▸ WHAT NEEDS TO BE DONE
Please recast every line of the entries below as a JSON list of strings, one string per line, and leave out the blank lines.

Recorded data
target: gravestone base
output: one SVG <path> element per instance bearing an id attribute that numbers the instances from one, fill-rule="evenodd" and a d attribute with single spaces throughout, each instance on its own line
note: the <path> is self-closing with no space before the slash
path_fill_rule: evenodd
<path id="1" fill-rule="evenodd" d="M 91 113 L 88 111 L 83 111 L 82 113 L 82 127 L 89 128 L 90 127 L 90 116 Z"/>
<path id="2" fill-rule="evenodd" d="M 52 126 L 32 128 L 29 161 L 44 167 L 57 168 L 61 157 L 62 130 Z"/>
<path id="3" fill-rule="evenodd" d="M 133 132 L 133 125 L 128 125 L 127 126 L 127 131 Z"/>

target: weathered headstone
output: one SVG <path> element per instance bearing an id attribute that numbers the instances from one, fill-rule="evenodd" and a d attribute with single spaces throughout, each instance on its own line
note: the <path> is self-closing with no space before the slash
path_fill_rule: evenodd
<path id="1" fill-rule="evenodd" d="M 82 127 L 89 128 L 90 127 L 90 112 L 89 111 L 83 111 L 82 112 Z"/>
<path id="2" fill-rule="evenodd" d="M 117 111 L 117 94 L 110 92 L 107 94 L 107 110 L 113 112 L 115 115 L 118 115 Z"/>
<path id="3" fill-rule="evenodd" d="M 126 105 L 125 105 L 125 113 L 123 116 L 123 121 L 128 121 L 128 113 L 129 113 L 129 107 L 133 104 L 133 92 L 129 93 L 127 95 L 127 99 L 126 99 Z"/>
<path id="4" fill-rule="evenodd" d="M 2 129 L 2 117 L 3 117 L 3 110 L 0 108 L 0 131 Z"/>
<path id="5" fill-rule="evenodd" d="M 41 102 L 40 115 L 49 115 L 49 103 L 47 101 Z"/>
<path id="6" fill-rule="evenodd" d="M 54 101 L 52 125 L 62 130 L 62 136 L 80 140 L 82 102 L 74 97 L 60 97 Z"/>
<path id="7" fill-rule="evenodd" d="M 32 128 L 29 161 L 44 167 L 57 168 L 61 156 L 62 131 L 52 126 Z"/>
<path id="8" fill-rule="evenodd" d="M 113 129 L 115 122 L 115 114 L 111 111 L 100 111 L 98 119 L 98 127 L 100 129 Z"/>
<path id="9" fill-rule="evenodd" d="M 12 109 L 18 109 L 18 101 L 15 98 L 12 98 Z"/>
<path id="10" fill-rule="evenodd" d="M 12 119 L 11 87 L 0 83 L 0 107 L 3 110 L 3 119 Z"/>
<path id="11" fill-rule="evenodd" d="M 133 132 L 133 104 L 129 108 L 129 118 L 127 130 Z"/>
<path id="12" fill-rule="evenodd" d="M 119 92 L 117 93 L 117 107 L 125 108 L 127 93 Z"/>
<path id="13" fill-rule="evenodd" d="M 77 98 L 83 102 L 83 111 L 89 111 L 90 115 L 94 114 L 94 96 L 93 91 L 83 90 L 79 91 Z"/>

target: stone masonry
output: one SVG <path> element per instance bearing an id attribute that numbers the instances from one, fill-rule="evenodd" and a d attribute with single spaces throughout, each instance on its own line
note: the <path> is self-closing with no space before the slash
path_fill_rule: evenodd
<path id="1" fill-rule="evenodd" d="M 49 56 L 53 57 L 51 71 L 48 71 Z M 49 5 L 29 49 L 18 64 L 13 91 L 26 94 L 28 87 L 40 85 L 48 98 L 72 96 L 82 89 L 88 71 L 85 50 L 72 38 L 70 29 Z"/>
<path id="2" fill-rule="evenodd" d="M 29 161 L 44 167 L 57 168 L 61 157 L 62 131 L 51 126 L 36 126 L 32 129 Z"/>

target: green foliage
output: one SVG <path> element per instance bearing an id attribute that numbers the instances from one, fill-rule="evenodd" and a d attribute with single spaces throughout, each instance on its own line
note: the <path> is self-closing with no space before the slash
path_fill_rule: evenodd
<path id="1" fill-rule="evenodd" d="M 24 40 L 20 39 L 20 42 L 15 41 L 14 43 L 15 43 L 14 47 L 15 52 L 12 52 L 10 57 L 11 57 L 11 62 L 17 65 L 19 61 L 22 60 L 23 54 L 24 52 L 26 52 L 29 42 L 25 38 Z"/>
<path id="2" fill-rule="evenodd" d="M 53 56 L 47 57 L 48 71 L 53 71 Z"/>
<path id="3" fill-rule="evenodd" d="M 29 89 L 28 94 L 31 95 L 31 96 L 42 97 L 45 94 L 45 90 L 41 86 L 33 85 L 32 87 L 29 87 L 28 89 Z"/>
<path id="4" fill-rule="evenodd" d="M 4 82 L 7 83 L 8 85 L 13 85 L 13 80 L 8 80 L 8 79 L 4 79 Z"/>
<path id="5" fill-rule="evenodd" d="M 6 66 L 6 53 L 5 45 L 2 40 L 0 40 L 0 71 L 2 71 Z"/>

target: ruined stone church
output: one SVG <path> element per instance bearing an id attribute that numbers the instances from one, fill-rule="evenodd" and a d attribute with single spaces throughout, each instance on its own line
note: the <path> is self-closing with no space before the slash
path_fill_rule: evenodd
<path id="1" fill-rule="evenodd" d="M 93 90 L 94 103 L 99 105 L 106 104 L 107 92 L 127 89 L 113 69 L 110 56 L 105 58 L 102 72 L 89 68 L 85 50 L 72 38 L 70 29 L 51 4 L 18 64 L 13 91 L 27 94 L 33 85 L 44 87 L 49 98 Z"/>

▸ TASK RESPONSE
[
  "target: gravestone base",
  "output: one SVG <path> element per instance bearing an id attribute that numbers the instances from one, fill-rule=\"evenodd\" and a d attribute with single spaces throughout, each instance on its own line",
  "note: the <path> is self-closing with no space before the slash",
  "path_fill_rule: evenodd",
  "<path id=\"1\" fill-rule=\"evenodd\" d=\"M 91 113 L 88 111 L 83 111 L 82 113 L 82 127 L 89 128 L 90 127 L 90 116 Z\"/>",
  "<path id=\"2\" fill-rule=\"evenodd\" d=\"M 52 126 L 32 128 L 29 161 L 44 167 L 57 168 L 61 157 L 62 130 Z\"/>",
  "<path id=\"3\" fill-rule=\"evenodd\" d=\"M 133 132 L 133 125 L 128 125 L 127 126 L 127 131 Z\"/>",
  "target: weathered headstone",
  "output: one SVG <path> element per instance bearing an id attribute that numbers the instances from one, fill-rule=\"evenodd\" and a d attribute with single spaces throughout, each instance on its own line",
  "note: the <path> is self-closing with no space before the slash",
  "path_fill_rule: evenodd",
  "<path id=\"1\" fill-rule=\"evenodd\" d=\"M 82 127 L 89 128 L 90 127 L 90 112 L 89 111 L 83 111 L 82 112 Z\"/>",
  "<path id=\"2\" fill-rule=\"evenodd\" d=\"M 117 111 L 117 94 L 110 92 L 107 94 L 107 110 L 113 112 L 115 115 L 118 115 Z\"/>",
  "<path id=\"3\" fill-rule=\"evenodd\" d=\"M 126 105 L 125 105 L 125 113 L 123 116 L 123 121 L 128 121 L 128 113 L 129 113 L 129 107 L 133 104 L 133 92 L 129 93 L 127 95 L 127 99 L 126 99 Z\"/>",
  "<path id=\"4\" fill-rule=\"evenodd\" d=\"M 2 129 L 2 117 L 3 117 L 3 110 L 0 108 L 0 131 Z\"/>",
  "<path id=\"5\" fill-rule=\"evenodd\" d=\"M 41 102 L 40 115 L 49 115 L 49 103 L 47 101 Z\"/>",
  "<path id=\"6\" fill-rule=\"evenodd\" d=\"M 54 101 L 52 125 L 62 130 L 62 136 L 80 140 L 82 102 L 74 97 L 60 97 Z\"/>",
  "<path id=\"7\" fill-rule=\"evenodd\" d=\"M 32 128 L 29 161 L 44 167 L 57 168 L 61 156 L 62 131 L 52 126 Z\"/>",
  "<path id=\"8\" fill-rule=\"evenodd\" d=\"M 113 129 L 115 122 L 115 114 L 111 111 L 100 111 L 98 119 L 98 127 L 100 129 Z\"/>",
  "<path id=\"9\" fill-rule=\"evenodd\" d=\"M 12 109 L 18 109 L 18 101 L 15 98 L 12 98 Z\"/>",
  "<path id=\"10\" fill-rule=\"evenodd\" d=\"M 12 119 L 11 87 L 0 83 L 0 107 L 3 110 L 3 119 Z\"/>",
  "<path id=\"11\" fill-rule=\"evenodd\" d=\"M 133 132 L 133 104 L 129 108 L 129 118 L 127 130 Z\"/>",
  "<path id=\"12\" fill-rule=\"evenodd\" d=\"M 119 92 L 117 93 L 117 107 L 125 108 L 127 93 Z\"/>",
  "<path id=\"13\" fill-rule=\"evenodd\" d=\"M 77 98 L 83 102 L 83 111 L 89 111 L 90 115 L 94 114 L 94 96 L 93 91 L 83 90 L 79 91 Z\"/>",
  "target: stone masonry",
  "output: one SVG <path> element per instance bearing an id attribute that numbers the instances from one, fill-rule=\"evenodd\" and a d attribute with single spaces throughout, each instance on its own line",
  "note: the <path> is self-closing with no space before the slash",
  "path_fill_rule: evenodd",
  "<path id=\"1\" fill-rule=\"evenodd\" d=\"M 49 56 L 53 57 L 51 71 L 48 71 Z M 49 5 L 29 49 L 18 64 L 13 91 L 26 94 L 28 87 L 40 85 L 48 98 L 72 96 L 82 89 L 88 71 L 85 50 L 72 38 L 70 29 Z\"/>",
  "<path id=\"2\" fill-rule=\"evenodd\" d=\"M 29 161 L 44 167 L 57 168 L 61 157 L 62 131 L 51 126 L 36 126 L 32 129 Z\"/>",
  "target: green foliage",
  "output: one SVG <path> element per instance bearing an id attribute that numbers the instances from one, fill-rule=\"evenodd\" and a d attribute with single spaces throughout, each instance on its own line",
  "note: the <path> is self-closing with no space before the slash",
  "path_fill_rule: evenodd",
  "<path id=\"1\" fill-rule=\"evenodd\" d=\"M 24 40 L 20 39 L 20 42 L 15 41 L 14 43 L 15 43 L 14 47 L 15 52 L 12 52 L 10 57 L 11 57 L 11 62 L 17 65 L 19 61 L 22 60 L 23 54 L 24 52 L 26 52 L 29 42 L 25 38 Z\"/>",
  "<path id=\"2\" fill-rule=\"evenodd\" d=\"M 53 56 L 47 57 L 48 71 L 53 71 Z\"/>",
  "<path id=\"3\" fill-rule=\"evenodd\" d=\"M 29 89 L 28 94 L 31 95 L 31 96 L 42 97 L 45 94 L 45 90 L 41 86 L 33 85 L 32 87 L 29 87 L 28 89 Z\"/>",
  "<path id=\"4\" fill-rule=\"evenodd\" d=\"M 4 82 L 7 83 L 8 85 L 13 85 L 13 80 L 8 80 L 8 79 L 4 79 Z\"/>",
  "<path id=\"5\" fill-rule=\"evenodd\" d=\"M 6 66 L 6 53 L 5 45 L 2 40 L 0 40 L 0 71 L 2 71 Z\"/>",
  "target: ruined stone church",
  "output: one SVG <path> element per instance bearing an id attribute that numbers the instances from one, fill-rule=\"evenodd\" and a d attribute with single spaces throughout, each instance on its own line",
  "note: the <path> is self-closing with no space before the slash",
  "path_fill_rule: evenodd",
  "<path id=\"1\" fill-rule=\"evenodd\" d=\"M 93 90 L 94 103 L 99 105 L 106 104 L 107 92 L 127 89 L 113 69 L 110 56 L 105 58 L 102 72 L 89 68 L 85 50 L 72 38 L 70 29 L 51 4 L 18 64 L 13 91 L 27 94 L 33 85 L 44 87 L 49 98 Z\"/>"
]